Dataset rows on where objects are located
--

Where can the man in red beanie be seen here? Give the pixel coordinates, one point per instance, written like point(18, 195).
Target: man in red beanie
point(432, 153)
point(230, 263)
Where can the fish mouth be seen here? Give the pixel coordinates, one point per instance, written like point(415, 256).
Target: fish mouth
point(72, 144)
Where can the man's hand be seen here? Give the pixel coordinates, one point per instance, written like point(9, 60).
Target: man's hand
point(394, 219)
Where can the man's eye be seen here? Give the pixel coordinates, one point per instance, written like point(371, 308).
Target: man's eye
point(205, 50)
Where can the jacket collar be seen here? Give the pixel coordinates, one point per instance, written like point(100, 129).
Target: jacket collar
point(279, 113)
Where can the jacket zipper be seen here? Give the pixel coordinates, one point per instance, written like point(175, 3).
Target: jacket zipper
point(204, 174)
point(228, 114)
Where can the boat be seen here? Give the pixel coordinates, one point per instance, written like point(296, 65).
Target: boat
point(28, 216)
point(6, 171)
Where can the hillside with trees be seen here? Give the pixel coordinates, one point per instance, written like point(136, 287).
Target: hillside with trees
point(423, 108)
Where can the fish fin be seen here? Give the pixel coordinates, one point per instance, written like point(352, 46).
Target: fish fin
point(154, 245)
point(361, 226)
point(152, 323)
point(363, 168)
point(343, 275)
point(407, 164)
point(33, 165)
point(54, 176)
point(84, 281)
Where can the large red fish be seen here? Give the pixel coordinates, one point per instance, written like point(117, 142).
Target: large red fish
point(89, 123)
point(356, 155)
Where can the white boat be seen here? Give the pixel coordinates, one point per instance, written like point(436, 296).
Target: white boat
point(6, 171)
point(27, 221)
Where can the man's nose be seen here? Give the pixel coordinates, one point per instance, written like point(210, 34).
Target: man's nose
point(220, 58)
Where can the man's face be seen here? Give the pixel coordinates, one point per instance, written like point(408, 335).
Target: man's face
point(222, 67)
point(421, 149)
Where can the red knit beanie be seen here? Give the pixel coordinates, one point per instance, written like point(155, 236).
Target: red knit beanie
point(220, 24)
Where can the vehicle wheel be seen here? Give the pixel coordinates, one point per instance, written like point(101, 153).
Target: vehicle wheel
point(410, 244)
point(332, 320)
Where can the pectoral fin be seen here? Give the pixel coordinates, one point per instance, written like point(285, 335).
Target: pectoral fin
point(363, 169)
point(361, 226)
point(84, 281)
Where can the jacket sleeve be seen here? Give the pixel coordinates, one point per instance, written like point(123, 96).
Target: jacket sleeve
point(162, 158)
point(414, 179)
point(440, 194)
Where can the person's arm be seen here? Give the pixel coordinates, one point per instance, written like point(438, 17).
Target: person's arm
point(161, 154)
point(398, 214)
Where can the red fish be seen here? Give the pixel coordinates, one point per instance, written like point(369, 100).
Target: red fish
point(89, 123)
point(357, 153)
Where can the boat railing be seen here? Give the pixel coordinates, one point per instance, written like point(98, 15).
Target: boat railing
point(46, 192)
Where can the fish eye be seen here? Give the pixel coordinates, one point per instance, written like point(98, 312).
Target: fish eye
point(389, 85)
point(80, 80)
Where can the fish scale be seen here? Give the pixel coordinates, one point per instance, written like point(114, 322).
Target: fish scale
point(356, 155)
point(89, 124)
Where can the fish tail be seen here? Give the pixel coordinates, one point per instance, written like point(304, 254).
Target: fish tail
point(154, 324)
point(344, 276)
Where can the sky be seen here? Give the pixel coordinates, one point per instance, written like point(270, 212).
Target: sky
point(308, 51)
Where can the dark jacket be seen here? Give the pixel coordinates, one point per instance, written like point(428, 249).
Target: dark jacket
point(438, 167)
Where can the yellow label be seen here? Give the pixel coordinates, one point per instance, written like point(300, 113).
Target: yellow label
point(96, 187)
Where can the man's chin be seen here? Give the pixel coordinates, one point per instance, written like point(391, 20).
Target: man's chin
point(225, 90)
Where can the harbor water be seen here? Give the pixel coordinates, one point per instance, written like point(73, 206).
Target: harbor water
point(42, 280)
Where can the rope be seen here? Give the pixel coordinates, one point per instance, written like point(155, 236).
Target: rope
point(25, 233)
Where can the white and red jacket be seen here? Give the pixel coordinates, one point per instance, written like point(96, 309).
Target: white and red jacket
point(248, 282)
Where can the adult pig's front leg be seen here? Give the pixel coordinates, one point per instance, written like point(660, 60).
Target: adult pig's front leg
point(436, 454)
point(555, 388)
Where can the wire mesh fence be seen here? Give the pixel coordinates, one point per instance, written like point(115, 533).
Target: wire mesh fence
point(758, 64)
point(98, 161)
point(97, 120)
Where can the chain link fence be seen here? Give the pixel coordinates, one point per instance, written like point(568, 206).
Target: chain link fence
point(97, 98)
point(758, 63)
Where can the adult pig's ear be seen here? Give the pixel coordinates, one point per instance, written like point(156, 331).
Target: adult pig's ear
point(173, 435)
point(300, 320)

--

The exercise: Copy out every one of the rows above word for word, keeping each line as it appears.

Task solution:
Where can the man in red beanie be seen here? Give the pixel coordinates, one point per instance, written like point(18, 195).
Target: man in red beanie
point(432, 153)
point(230, 263)
Where can the fish mouth be seen here? Give the pixel coordinates, one point per instance, written like point(415, 256).
Target: fish mouth
point(72, 144)
Where can the man's hand be seen here? Give the pixel coordinates, one point per instance, written like point(9, 60).
Target: man's hand
point(394, 219)
Where can the man's eye be seen here? Give the pixel coordinates, one point per instance, written like point(371, 308).
Target: man's eye
point(205, 50)
Where can the jacket collar be seen here? Give the pixel coordinates, one point per instance, written like point(100, 129).
Target: jacket collar
point(279, 113)
Where can the jacket zipper be seen here? Give the pixel coordinates, one point per instance, written like point(175, 3).
Target: jacket zipper
point(204, 174)
point(228, 114)
Where can the boat be seen here? Give the pixel coordinates, one point per instance, written like point(296, 65).
Target: boat
point(28, 216)
point(6, 171)
Where can the hillside with trees be seen here? Give the pixel coordinates, one point per instance, written like point(136, 287).
Target: hillside with trees
point(423, 108)
Where can the fish fin be seen here? Give the pixel coordinates, one point per instance, written like point(352, 46).
Target: fish fin
point(154, 245)
point(361, 226)
point(152, 323)
point(363, 168)
point(343, 275)
point(407, 164)
point(33, 165)
point(54, 176)
point(84, 281)
Where can the large red fish be seen here? Give the pixel coordinates, one point per instance, written like point(117, 142).
Target: large red fish
point(89, 123)
point(356, 155)
Where can the white boat be seen here? Give the pixel coordinates, one point per instance, written like point(436, 296).
Target: white boat
point(6, 171)
point(27, 221)
Where can the man's nose be seen here? Give the pixel coordinates, one point per instance, written like point(210, 34).
Target: man's nose
point(220, 58)
Where can the man's face be seen here? Give the pixel coordinates, one point per instance, written like point(408, 335).
Target: man's face
point(222, 67)
point(421, 149)
Where can the red knit beanie be seen here? Give the pixel coordinates, one point per instance, written like point(155, 236).
Target: red knit beanie
point(220, 24)
Where can the vehicle wheel be seen here? Give the pixel coordinates, one point per instance, written like point(101, 153).
Target: vehicle wheel
point(410, 244)
point(332, 320)
Where can the pectoral fin be seen here? Give the pixel coordinates, one point per instance, written like point(285, 335).
Target: pectoral fin
point(363, 169)
point(361, 226)
point(84, 281)
Where can the jacket sleeve be seen here? Give the pixel coordinates, one point per instance, written like point(123, 96).
Target: jacket sleeve
point(162, 158)
point(414, 179)
point(440, 194)
Where can the person's arm be seen here? Give the pixel coordinates, one point per instance, written like point(438, 17).
Target: person's arm
point(161, 154)
point(398, 214)
Where can the red fish be seen here? Give the pixel coordinates, one point per instance, written like point(369, 100).
Target: red fish
point(89, 123)
point(357, 153)
Where can the boat railing be seen here? Give the pixel coordinates, one point per instance, written like point(98, 15).
Target: boat railing
point(46, 192)
Where can the fish eye be seen here? Give the pixel coordinates, one point per instance, written like point(98, 312).
Target: fish eye
point(389, 85)
point(80, 80)
Where can the fish scale be seen here? Give the pixel coordinates, one point per instance, written like point(114, 322).
Target: fish scale
point(356, 155)
point(89, 124)
Where can the fish tail be seen here? Give the pixel coordinates, one point per instance, written like point(304, 254).
Target: fish tail
point(154, 324)
point(344, 276)
Where can the sky be seen here? Give the pixel coordinates, one point per instance, written like point(270, 212).
Target: sky
point(308, 51)
Where can the dark jacket be seen here? Give the pixel coordinates, one point per instance, written like point(428, 249).
Target: dark jacket
point(438, 167)
Where can the yellow label be seen here? Give the pixel coordinates, one point per instance, written like point(300, 113).
Target: yellow label
point(96, 187)
Where can the man's chin be seen here? Give the pixel coordinates, one point per instance, written like point(391, 20).
Target: man's chin
point(225, 90)
Where can the harbor water be seen here? Give the pixel coordinates, one point per instance, written like point(73, 206).
Target: harbor water
point(42, 280)
Where can the rope be seen here? Give the pixel coordinates, one point per instance, written like point(155, 236).
Target: rope
point(25, 233)
Where can the white and red jacket be seen here? Give the pixel coordinates, one point per instance, written like point(96, 309).
Target: white and red jacket
point(248, 282)
Where can the adult pig's front leg be seen here? Give the pixel coordinates, one point per instance, written like point(660, 60).
Target: adult pig's front leg
point(436, 454)
point(555, 388)
Where can the wire mesh fence be seen here? Give the pixel coordinates, one point per instance, written like point(115, 533).
Target: wire mesh fence
point(758, 64)
point(98, 161)
point(97, 120)
Where can the chain link fence be seen here? Give the pixel coordinates, one point per instance, written like point(568, 206).
Target: chain link fence
point(97, 98)
point(758, 63)
Where can the adult pig's ear be seen here? Give the pixel coordinates, one point per instance, written like point(156, 331).
Target: adult pig's ear
point(173, 435)
point(300, 320)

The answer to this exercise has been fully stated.